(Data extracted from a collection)
* * * * * * *

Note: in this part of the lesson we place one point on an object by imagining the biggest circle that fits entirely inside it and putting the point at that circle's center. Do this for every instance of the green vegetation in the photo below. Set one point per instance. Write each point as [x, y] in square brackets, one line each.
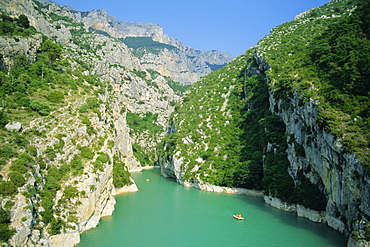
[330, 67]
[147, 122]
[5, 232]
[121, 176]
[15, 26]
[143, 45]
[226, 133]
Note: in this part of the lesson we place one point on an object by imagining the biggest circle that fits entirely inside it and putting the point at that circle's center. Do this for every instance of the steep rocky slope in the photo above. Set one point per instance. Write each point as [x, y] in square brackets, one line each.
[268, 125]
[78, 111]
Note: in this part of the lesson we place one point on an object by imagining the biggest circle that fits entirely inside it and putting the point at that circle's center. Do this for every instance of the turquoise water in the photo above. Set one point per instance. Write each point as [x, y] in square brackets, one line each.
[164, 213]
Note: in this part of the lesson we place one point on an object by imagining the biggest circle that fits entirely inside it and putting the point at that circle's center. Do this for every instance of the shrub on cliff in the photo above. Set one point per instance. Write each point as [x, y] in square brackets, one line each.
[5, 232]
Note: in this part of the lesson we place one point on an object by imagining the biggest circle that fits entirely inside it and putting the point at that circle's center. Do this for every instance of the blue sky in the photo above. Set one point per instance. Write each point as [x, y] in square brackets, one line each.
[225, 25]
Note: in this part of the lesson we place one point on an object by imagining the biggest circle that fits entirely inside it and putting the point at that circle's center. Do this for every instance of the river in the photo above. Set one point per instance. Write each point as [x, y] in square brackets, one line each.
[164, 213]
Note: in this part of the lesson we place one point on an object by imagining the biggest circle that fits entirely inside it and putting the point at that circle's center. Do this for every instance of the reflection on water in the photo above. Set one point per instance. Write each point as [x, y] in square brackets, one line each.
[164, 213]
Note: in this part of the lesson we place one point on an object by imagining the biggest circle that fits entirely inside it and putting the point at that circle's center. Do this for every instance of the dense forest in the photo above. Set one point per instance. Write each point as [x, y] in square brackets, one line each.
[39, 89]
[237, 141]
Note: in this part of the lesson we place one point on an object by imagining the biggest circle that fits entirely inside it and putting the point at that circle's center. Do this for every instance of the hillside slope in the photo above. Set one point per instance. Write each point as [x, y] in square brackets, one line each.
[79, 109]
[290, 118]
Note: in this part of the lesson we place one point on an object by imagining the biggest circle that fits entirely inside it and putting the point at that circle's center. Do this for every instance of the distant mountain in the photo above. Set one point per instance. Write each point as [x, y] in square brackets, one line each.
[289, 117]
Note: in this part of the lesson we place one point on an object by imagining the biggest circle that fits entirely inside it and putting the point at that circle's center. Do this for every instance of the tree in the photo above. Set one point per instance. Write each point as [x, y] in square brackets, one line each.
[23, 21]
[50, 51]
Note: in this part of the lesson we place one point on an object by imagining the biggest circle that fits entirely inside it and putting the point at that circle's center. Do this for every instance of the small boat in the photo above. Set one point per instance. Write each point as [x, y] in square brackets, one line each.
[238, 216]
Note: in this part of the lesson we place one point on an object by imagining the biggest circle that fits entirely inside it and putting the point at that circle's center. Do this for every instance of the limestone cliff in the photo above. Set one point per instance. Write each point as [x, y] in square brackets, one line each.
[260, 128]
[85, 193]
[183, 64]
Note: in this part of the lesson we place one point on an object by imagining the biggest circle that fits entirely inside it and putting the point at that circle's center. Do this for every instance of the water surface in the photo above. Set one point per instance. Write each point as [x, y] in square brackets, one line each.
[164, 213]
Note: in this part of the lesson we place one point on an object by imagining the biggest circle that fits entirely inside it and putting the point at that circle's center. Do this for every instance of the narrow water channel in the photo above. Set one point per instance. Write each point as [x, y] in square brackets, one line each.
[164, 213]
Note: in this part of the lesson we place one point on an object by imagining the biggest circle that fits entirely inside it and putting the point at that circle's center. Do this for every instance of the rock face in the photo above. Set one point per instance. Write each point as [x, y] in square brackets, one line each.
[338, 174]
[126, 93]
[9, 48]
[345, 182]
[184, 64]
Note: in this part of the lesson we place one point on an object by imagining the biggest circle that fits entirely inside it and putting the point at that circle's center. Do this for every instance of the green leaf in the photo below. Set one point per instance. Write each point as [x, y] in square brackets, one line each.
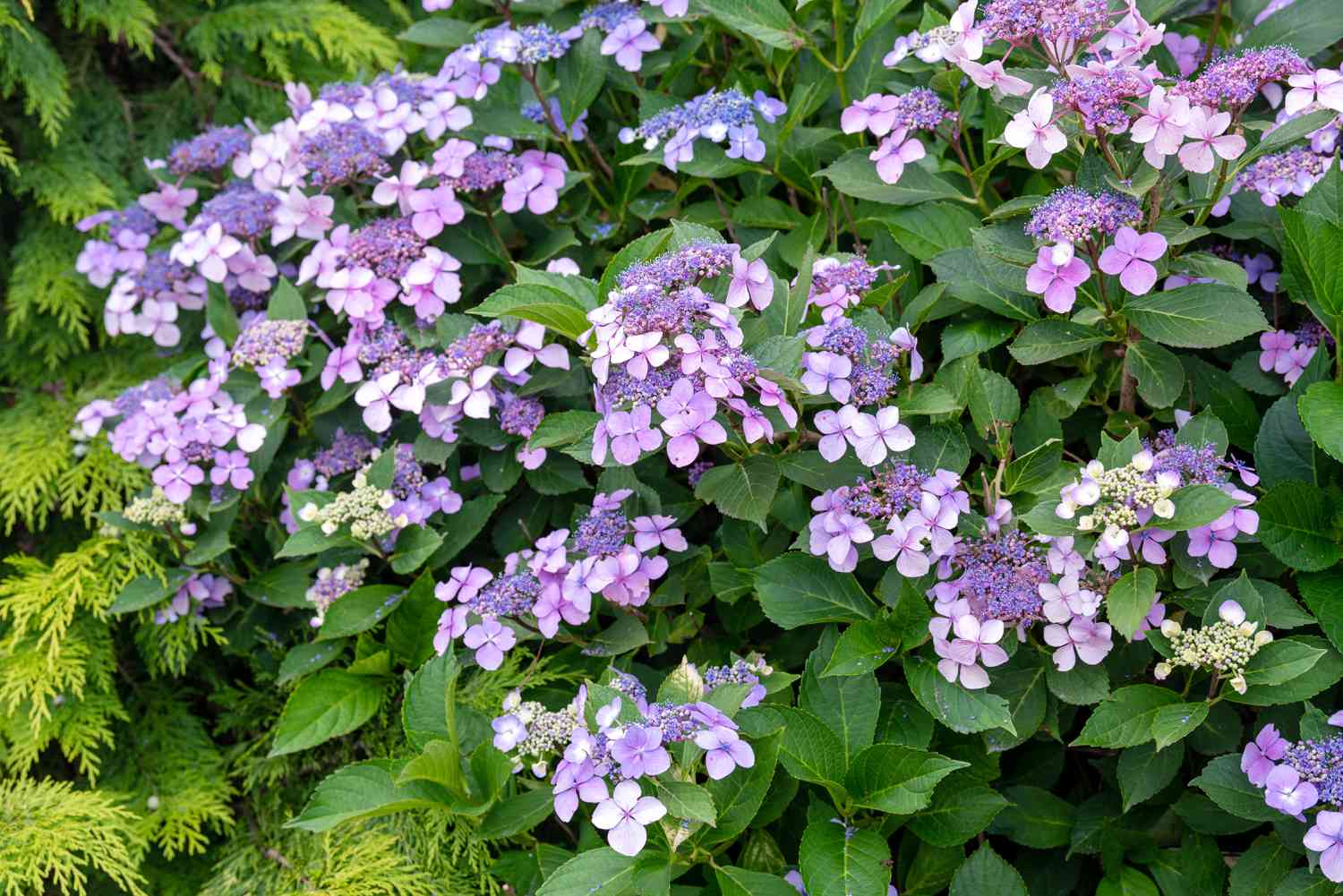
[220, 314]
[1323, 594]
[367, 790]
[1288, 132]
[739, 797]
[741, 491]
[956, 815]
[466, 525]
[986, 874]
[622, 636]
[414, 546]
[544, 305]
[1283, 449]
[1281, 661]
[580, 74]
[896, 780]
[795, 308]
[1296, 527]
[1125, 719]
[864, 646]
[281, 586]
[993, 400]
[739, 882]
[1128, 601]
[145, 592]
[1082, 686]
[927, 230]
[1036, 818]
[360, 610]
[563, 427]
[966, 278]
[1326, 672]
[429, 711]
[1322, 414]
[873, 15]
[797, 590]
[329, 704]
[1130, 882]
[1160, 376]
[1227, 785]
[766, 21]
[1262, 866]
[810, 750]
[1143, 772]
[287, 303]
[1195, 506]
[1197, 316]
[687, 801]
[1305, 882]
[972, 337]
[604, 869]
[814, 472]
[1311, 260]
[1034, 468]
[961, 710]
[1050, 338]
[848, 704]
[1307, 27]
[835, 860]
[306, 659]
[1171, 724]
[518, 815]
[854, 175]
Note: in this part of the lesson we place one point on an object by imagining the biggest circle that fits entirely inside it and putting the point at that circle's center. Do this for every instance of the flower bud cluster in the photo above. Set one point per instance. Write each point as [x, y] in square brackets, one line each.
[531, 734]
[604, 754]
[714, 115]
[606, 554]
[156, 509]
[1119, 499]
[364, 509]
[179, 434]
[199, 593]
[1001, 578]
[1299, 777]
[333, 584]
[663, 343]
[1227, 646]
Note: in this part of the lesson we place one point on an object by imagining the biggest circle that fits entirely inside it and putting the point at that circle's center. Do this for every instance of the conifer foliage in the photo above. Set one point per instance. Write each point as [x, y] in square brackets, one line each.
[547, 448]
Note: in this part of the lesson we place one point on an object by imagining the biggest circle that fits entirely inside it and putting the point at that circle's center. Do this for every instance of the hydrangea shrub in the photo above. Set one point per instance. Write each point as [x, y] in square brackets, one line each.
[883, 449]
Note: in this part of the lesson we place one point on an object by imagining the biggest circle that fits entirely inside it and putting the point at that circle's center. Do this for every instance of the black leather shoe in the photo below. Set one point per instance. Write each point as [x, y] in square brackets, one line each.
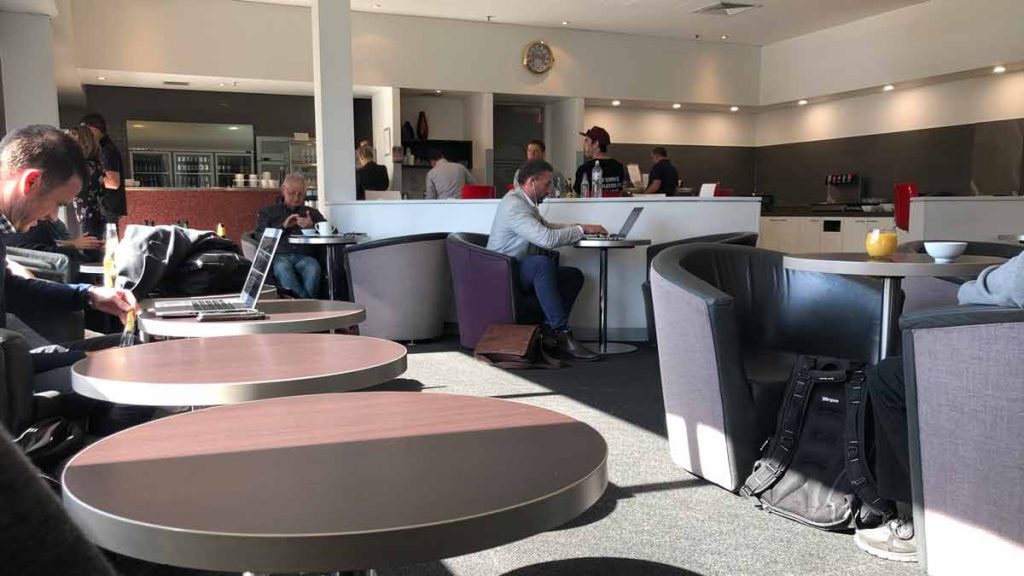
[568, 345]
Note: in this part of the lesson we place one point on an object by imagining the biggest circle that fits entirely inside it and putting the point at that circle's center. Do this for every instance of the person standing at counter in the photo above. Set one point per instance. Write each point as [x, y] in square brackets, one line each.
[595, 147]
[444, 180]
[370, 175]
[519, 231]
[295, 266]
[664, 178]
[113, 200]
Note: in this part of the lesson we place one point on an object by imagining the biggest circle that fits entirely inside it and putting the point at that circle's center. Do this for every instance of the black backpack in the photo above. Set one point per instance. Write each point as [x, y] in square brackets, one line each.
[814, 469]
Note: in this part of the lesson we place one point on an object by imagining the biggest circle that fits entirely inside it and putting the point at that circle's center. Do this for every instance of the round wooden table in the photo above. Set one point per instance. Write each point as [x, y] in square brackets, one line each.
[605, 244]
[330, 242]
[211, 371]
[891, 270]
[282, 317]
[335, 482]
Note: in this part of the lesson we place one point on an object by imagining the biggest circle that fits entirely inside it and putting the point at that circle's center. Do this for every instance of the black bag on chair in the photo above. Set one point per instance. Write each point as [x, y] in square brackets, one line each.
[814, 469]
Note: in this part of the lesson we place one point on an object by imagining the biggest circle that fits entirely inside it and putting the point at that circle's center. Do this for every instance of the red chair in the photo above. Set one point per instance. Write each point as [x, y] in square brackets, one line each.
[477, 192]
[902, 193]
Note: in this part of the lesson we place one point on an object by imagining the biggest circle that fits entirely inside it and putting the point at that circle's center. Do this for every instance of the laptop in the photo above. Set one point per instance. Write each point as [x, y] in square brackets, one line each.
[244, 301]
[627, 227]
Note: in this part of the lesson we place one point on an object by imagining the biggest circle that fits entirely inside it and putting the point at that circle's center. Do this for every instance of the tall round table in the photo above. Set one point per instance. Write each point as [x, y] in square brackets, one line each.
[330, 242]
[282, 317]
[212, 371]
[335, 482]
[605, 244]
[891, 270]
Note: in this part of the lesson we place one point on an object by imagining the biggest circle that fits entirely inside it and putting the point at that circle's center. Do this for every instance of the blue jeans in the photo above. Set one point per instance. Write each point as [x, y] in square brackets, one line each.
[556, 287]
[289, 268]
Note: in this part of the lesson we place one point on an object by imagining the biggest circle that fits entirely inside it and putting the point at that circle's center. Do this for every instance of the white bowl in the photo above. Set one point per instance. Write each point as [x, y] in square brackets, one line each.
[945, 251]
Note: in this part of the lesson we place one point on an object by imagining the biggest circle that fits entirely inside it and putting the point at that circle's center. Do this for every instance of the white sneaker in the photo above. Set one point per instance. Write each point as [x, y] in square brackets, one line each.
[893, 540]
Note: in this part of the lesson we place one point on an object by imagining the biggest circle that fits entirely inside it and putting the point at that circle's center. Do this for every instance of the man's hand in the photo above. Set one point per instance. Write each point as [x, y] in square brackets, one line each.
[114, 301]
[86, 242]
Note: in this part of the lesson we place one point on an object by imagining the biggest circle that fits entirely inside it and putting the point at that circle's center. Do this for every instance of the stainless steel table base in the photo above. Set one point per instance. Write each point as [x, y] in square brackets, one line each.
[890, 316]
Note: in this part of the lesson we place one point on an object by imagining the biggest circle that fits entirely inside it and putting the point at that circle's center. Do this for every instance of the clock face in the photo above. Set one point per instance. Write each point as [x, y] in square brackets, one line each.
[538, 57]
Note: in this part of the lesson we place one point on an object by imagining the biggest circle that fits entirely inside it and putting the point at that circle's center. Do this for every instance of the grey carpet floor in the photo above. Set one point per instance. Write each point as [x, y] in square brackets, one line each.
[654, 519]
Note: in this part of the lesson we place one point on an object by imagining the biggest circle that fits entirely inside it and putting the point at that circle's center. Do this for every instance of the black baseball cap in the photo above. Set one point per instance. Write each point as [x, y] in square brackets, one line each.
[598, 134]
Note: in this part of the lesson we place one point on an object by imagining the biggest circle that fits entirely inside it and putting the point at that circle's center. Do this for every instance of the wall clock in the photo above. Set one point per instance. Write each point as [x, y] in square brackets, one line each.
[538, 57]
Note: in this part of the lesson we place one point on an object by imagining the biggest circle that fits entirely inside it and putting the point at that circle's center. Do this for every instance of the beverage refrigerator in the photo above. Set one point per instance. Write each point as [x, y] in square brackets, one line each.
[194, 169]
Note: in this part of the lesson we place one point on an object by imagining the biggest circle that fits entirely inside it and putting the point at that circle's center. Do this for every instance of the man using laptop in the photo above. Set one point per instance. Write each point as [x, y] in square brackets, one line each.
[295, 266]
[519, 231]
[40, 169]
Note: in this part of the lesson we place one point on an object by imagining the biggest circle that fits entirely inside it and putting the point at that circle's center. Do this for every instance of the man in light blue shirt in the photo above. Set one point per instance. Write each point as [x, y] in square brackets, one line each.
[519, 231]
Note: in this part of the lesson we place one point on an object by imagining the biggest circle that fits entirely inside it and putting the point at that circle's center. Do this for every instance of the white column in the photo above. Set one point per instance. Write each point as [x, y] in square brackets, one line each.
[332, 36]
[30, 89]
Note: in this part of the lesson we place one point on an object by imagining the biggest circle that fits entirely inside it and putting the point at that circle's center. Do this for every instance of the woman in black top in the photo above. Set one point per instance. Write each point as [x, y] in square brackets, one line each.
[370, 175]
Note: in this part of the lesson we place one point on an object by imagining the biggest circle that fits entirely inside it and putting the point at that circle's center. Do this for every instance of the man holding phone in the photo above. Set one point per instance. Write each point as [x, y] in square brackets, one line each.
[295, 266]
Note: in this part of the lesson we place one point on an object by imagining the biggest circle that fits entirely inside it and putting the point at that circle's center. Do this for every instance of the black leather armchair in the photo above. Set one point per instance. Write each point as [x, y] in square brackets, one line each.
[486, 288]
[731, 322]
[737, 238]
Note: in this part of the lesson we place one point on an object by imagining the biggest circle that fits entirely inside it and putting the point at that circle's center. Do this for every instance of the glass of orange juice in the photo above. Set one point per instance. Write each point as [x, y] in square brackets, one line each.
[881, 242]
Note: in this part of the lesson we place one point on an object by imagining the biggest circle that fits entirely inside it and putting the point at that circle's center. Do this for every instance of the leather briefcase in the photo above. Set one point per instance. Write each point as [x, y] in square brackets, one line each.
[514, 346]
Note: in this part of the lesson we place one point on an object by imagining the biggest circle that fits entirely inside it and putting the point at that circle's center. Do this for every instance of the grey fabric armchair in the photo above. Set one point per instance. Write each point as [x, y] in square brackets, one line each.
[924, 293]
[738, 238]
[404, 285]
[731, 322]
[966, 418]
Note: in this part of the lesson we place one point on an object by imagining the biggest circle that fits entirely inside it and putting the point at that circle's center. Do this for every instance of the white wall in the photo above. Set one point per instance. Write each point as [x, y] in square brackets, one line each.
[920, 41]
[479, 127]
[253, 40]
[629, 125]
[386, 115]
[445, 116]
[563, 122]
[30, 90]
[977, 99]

* * * * * * *

Return, word for word, every line from the line with "the grey fabric" to the final line of the data.

### [Task result]
Note: in this part of the lesson we place one point on an object by imagining the biggest circle that fits entirely inside it and putting the point at that circle's center. Do this for every instance of the grey fabric armchair in the photo above. Set one point per instance. Write each point as [x, y] in square brackets, one line each.
[924, 293]
[738, 238]
[404, 285]
[731, 322]
[966, 418]
Note: in this part of the lesson we place one point on an object by imagining the biggest circle that fits entirely inside it and putting the point at that circle's center. Do this for every instance of the white wall in the photo above. Set one point per instance. Write each point as [x, y] in square brackets, one line each.
[920, 41]
[479, 127]
[253, 40]
[629, 125]
[386, 115]
[445, 116]
[563, 122]
[30, 90]
[977, 99]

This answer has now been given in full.